TASK PROMPT. Format everything from the start of the records down to the line containing "(1123, 781)" as a numbered list, leaving out any blank lines.
*** SOURCE DATA
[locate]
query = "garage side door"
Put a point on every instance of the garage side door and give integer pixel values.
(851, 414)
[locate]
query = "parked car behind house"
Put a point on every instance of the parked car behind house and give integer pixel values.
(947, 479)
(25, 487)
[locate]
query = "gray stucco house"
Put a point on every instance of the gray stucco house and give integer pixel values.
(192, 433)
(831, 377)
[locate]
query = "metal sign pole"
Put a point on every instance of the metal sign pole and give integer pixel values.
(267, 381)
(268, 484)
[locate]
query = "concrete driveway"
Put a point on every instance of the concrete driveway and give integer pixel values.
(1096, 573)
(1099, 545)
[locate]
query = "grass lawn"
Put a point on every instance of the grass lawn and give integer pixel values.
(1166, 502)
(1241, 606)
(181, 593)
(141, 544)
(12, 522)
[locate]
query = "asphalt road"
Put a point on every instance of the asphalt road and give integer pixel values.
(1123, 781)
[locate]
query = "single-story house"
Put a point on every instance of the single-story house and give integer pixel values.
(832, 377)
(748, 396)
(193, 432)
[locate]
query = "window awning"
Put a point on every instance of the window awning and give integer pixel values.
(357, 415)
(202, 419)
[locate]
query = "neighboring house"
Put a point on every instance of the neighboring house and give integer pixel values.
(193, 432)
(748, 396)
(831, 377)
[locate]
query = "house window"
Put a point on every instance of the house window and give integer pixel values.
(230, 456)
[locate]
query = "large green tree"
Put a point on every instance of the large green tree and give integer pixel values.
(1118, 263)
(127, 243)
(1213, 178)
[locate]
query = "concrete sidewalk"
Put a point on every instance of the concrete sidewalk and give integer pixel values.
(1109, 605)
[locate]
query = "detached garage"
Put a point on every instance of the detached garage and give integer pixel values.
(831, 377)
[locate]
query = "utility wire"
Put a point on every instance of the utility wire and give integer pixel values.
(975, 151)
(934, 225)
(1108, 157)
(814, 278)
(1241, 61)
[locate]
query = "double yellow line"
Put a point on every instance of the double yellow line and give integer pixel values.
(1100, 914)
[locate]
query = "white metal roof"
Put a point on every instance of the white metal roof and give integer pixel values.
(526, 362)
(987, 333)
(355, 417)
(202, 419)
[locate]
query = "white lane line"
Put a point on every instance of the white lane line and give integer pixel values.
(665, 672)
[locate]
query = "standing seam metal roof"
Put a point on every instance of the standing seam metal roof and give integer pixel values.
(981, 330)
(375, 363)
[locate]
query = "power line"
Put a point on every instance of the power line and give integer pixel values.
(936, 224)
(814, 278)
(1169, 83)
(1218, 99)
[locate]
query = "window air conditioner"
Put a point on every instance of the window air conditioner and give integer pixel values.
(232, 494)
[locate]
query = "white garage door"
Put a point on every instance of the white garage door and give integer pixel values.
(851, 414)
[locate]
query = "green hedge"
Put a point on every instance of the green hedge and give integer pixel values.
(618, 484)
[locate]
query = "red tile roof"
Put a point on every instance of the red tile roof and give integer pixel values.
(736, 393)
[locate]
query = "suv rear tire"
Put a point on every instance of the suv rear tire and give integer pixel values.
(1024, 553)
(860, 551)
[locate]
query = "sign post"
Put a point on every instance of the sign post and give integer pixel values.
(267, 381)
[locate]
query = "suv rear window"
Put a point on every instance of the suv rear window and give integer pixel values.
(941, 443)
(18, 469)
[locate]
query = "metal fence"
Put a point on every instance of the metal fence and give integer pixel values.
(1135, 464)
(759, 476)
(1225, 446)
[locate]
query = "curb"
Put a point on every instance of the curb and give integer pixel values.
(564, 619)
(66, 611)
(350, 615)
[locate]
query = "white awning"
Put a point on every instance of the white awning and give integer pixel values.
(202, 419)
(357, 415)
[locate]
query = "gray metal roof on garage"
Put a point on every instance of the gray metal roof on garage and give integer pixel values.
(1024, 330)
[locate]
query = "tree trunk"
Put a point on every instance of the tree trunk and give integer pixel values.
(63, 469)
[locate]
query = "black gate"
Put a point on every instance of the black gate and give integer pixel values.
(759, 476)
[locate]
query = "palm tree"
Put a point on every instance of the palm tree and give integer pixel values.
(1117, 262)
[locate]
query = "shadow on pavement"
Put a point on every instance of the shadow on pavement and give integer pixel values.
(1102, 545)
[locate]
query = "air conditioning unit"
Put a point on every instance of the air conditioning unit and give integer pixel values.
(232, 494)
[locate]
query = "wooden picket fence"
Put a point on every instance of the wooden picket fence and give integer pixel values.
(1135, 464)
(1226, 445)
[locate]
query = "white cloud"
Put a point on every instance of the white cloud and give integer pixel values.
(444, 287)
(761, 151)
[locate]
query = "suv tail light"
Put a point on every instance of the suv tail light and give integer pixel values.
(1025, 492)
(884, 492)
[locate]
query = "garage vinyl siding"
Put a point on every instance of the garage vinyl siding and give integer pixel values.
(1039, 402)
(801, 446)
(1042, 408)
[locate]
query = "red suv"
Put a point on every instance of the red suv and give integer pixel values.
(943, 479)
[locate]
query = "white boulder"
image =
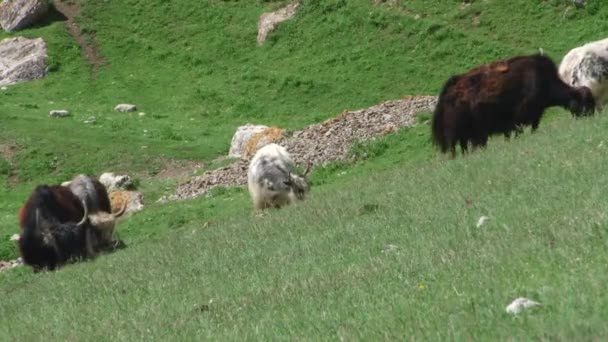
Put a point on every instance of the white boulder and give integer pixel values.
(22, 59)
(269, 21)
(114, 182)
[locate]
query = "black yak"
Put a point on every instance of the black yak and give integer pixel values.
(500, 98)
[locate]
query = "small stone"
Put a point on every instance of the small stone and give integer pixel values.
(60, 113)
(520, 304)
(125, 107)
(90, 120)
(482, 220)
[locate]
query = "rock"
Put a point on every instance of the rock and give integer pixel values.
(125, 107)
(22, 60)
(240, 138)
(261, 139)
(59, 113)
(18, 14)
(132, 200)
(520, 304)
(90, 120)
(311, 145)
(482, 220)
(269, 21)
(7, 265)
(116, 182)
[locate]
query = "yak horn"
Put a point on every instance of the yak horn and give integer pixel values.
(86, 214)
(121, 211)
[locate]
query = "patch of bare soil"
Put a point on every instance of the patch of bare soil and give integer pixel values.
(89, 50)
(319, 143)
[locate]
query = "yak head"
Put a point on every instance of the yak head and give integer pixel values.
(582, 102)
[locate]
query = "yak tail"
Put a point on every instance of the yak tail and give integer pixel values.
(438, 129)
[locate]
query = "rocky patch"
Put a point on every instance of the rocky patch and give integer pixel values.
(319, 143)
(22, 59)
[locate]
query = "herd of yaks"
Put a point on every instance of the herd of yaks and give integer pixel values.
(74, 221)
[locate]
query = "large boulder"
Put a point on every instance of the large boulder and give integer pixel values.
(240, 138)
(249, 138)
(116, 182)
(269, 21)
(22, 60)
(18, 14)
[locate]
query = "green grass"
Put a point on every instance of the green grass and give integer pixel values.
(207, 268)
(319, 270)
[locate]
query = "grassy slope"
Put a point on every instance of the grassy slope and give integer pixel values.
(198, 79)
(319, 271)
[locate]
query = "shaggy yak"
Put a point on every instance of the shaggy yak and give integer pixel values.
(502, 97)
(57, 228)
(271, 181)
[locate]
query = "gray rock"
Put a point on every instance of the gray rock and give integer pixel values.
(90, 120)
(240, 138)
(125, 107)
(59, 113)
(18, 14)
(269, 21)
(22, 60)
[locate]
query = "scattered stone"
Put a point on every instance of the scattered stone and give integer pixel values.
(59, 113)
(241, 137)
(18, 14)
(269, 21)
(90, 120)
(520, 304)
(22, 60)
(315, 145)
(125, 107)
(116, 182)
(132, 201)
(482, 220)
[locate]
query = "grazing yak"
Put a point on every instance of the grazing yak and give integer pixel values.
(94, 194)
(500, 98)
(56, 227)
(271, 181)
(587, 66)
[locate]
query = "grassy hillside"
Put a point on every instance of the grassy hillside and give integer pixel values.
(206, 268)
(325, 270)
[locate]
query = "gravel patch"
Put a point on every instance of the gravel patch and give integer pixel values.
(319, 143)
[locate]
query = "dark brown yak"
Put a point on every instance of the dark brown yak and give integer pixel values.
(502, 97)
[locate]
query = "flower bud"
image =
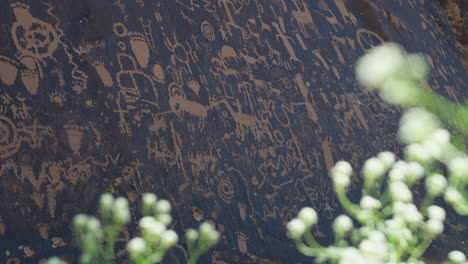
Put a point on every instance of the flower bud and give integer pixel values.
(457, 256)
(414, 172)
(398, 172)
(435, 184)
(399, 191)
(79, 222)
(296, 228)
(458, 168)
(165, 219)
(435, 212)
(136, 247)
(342, 167)
(308, 216)
(373, 169)
(434, 227)
(191, 235)
(148, 201)
(163, 207)
(369, 203)
(169, 239)
(93, 227)
(342, 225)
(418, 153)
(452, 195)
(105, 205)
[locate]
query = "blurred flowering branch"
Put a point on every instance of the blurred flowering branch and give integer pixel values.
(388, 227)
(96, 237)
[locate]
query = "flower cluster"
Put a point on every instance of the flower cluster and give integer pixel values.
(96, 237)
(388, 226)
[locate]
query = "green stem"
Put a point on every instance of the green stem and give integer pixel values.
(450, 113)
(348, 206)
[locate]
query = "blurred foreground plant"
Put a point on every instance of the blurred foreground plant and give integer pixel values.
(96, 237)
(390, 227)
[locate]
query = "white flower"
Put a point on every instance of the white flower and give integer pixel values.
(398, 171)
(435, 212)
(191, 235)
(105, 204)
(308, 216)
(418, 153)
(373, 169)
(457, 256)
(341, 180)
(459, 168)
(169, 239)
(408, 212)
(149, 200)
(368, 202)
(79, 222)
(342, 225)
(417, 125)
(342, 167)
(452, 195)
(399, 91)
(296, 228)
(414, 172)
(441, 136)
(388, 158)
(380, 64)
(374, 248)
(400, 192)
(351, 255)
(434, 227)
(436, 184)
(136, 247)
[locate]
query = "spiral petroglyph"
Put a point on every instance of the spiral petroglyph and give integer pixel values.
(208, 31)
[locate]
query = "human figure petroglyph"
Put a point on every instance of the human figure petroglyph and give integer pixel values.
(138, 43)
(180, 52)
(305, 93)
(128, 71)
(345, 14)
(330, 16)
(304, 19)
(148, 33)
(35, 41)
(368, 39)
(103, 73)
(226, 4)
(8, 70)
(280, 28)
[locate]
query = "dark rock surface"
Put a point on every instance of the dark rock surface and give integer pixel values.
(234, 110)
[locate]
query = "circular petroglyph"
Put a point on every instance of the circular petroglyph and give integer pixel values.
(226, 191)
(208, 31)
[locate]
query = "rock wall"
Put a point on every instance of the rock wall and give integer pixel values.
(234, 110)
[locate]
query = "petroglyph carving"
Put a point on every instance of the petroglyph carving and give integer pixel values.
******
SOLUTION.
1. [locate]
2. query = "garage side door"
3. Put a point on every instance of the garage side door and give integer pixel values.
4. (851, 414)
5. [locate]
6. query = "parked car behind house"
7. Put a point on every instance of the parked car behind house and give integer pixel values.
8. (947, 479)
9. (25, 487)
10. [locate]
11. query = "gray stucco house"
12. Put a point on every instance of the gray stucco house and give integer pixel values.
13. (192, 433)
14. (831, 377)
15. [locate]
16. query = "metal sign pole"
17. Put a point on every instance of the metal sign pole and give integer pixel values.
18. (267, 381)
19. (268, 484)
20. [locate]
21. query = "concrete driveway"
22. Put a point on every instance of the concrete driveway and give integer pixel values.
23. (1096, 573)
24. (1099, 545)
25. [locate]
26. query = "grass lawn"
27. Put a point on every instance of the grass lawn and give integer pixel values.
28. (1166, 502)
29. (1241, 606)
30. (181, 593)
31. (141, 544)
32. (12, 522)
33. [locate]
34. query = "asphalt road"
35. Put a point on every instance of the asphalt road and give integer pixel values.
36. (1123, 781)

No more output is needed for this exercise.